### Task prompt
Only lines containing "wall" belong in the answer, each copied from the entries below.

### Input data
********************

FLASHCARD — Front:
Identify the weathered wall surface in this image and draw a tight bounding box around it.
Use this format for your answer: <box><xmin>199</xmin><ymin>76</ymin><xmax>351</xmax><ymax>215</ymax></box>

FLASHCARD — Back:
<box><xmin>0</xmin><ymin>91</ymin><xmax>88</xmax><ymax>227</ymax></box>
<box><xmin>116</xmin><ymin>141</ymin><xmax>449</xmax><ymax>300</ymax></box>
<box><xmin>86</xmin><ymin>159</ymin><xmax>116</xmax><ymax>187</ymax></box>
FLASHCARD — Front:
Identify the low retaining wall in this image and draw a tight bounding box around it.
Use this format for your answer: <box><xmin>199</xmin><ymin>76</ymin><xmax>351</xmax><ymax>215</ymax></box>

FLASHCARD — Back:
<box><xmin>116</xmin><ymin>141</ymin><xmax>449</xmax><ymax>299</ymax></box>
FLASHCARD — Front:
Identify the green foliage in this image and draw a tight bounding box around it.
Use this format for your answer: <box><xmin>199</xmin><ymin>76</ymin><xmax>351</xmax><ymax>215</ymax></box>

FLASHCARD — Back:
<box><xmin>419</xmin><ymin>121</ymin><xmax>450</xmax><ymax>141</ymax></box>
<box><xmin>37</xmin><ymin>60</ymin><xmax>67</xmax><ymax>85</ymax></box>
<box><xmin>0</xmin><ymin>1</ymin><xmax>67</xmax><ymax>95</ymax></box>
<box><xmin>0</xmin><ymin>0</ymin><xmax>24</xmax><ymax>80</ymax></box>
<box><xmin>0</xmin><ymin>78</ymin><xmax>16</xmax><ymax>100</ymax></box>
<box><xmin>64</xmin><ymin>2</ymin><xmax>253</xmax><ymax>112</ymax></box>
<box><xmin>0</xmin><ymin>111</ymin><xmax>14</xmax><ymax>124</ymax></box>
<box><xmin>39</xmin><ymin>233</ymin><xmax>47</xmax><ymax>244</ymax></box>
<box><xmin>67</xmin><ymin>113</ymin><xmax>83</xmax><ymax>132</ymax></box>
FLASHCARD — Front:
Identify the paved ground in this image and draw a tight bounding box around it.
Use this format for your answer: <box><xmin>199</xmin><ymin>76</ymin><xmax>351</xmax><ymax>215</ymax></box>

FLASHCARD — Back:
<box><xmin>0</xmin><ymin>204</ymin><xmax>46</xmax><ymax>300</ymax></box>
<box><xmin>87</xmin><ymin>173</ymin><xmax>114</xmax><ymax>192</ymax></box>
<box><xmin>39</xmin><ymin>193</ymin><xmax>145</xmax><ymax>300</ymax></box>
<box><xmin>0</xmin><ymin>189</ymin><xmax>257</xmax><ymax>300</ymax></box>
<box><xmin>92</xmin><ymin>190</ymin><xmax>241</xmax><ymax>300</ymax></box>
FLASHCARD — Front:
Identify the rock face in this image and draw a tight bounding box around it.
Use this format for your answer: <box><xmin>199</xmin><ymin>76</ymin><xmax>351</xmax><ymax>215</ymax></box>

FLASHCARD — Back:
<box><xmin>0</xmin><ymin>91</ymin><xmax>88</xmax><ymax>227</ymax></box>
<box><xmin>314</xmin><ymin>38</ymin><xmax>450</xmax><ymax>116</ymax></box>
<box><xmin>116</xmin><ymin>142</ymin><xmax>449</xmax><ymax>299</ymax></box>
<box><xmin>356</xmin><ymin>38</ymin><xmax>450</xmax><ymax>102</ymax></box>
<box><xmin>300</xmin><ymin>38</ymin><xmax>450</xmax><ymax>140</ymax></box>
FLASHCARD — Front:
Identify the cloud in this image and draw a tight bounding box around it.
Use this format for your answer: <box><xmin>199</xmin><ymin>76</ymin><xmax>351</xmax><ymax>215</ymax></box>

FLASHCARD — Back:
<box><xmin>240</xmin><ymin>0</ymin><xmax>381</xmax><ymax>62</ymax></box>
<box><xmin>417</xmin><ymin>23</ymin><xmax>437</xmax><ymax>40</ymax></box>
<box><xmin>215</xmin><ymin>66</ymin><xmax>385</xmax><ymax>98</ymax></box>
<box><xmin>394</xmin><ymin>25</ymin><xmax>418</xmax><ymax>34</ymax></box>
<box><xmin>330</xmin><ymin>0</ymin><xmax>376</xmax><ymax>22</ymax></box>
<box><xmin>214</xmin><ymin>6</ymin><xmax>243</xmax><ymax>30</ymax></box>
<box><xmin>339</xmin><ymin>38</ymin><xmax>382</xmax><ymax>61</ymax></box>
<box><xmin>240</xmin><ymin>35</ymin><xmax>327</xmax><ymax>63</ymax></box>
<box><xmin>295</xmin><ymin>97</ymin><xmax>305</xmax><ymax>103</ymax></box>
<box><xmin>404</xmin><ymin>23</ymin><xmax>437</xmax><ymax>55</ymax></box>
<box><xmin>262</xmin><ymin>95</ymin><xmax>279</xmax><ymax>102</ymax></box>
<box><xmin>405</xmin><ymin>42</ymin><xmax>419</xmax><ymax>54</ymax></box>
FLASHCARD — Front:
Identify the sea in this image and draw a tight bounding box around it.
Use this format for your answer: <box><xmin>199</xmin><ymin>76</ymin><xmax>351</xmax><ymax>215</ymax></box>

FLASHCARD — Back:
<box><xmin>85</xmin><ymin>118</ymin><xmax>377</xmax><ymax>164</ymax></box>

********************

### Output of the exercise
Identify the weathered wall surface in this image and draw a tight bounding box around it.
Identify the low retaining wall in this image and draw a tight bounding box around it.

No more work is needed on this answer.